▶ **Daftar Tugas**
1. Ringkaslah teks tentang penyeduh kopi rumahan dalam dua kalimat.
2. Cetak ulang tanpa perubahan semua baris data, mulai dari baris yang memuat "If you could point to the wheel" sampai baris terakhir data, termasuk kedua ujungnya.

▶ **Kutipan Teks**
-----

Menyeduh Kopi Rumahan, Menangkap Cuan
Selain "ngopi" di kedai kopi, kini muncul tren penyeduh kopi rumahan atau "home brewer". Tren ini menambah peluang meraup cuan dari harum dan nikmatnya kopi.
Tren ngopi yang tumbuh di berbagai kalangan, tidak hanya memunculkan kedai-kedai kopi baru di Pulau Lombok, Nusa Tenggara Barat. Tetapi juga "home brewer" atau para penyeduh kopi rumahan yang kini dilirik karena membuka peluang meraup cuan.
Pukul 13.30 Wita, Latif Arief Rahadi (27) keluar dari ruang roasting atau sangrai kopi Rota Kopi Roaster di kawasan Jalan Catur Warga, Kota Mataram, Kamis (17/11/2022). Ia terlihat membawa kopi dalam kemasan berukuran 200 gram hingga 1 kilogram.
"Coffee roaster" atau tukang sangrai kopi itu, kemudian meletakkan kopi-kopi kemasan itu pada rak di ujung barat lobi kedai Rota Kopi. Ia meletakkannya secara terpisah yakni ukuran 1 kilogram di bagian paling atas dan bawah, serta 200 gram di tengah.
Agar menarik, ia memposisikan label kemasan ke arah tempat duduk pengunjung. Pada label, tertulis asal biji kopi seperti Semendo, Arjuna, Bali Plaga, Java Halu, hingga Aceh Bener Meriah. Setiap kemasan juga memiliki info tentang proses kopi dari full wash, organic natural, mix variety, hingga anaerobic natural.

-----

▶ **Baris yang Ditampilkan**
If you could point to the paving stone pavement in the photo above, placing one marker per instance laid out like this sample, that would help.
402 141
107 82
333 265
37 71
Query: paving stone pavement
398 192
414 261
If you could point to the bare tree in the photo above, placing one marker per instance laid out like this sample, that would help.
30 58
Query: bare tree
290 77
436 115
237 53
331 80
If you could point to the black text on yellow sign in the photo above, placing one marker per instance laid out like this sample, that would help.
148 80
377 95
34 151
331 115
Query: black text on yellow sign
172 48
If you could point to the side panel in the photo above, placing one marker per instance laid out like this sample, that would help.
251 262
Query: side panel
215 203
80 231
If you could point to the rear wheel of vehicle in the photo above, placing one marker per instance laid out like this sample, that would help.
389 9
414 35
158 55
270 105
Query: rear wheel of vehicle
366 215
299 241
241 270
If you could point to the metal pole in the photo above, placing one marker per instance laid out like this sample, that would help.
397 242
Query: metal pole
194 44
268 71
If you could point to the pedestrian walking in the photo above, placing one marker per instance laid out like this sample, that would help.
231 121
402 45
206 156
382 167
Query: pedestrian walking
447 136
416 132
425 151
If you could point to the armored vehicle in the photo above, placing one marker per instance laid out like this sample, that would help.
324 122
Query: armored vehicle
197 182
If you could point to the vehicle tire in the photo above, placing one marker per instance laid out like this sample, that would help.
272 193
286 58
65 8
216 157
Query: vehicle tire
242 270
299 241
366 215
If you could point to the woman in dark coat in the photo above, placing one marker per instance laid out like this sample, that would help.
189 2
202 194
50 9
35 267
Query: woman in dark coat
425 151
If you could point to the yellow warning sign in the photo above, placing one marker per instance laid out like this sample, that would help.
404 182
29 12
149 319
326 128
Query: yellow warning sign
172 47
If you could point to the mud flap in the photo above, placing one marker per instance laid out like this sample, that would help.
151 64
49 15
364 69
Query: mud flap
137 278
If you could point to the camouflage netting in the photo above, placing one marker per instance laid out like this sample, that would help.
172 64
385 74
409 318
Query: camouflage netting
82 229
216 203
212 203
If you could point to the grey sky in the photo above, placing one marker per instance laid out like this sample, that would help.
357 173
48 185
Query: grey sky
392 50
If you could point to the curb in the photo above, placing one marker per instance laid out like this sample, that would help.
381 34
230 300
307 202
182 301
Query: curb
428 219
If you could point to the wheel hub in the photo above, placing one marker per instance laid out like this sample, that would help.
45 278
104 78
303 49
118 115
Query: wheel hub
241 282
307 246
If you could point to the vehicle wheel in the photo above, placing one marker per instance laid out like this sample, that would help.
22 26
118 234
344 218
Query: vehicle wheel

-----

▶ **Jawaban per Tugas**
1. Tren ngopi di Pulau Lombok, Nusa Tenggara Barat, tidak hanya memunculkan kedai kopi baru, tetapi juga penyeduh kopi rumahan atau "home brewer" yang kini dilirik karena membuka peluang meraup cuan. Di Rota Kopi Roaster, Kota Mataram, tukang sangrai kopi Latif Arief Rahadi menata kopi kemasan berukuran 200 gram hingga 1 kilogram di rak lobi, dengan label yang mencantumkan asal biji dan proses kopinya.

2.
If you could point to the wheel hub in the photo above, placing one marker per instance laid out like this sample, that would help.
45 278
104 78
303 49
118 115
Query: wheel hub
241 282
307 246
If you could point to the vehicle wheel in the photo above, placing one marker per instance laid out like this sample, that would help.
22 26
118 234
344 218
Query: vehicle wheel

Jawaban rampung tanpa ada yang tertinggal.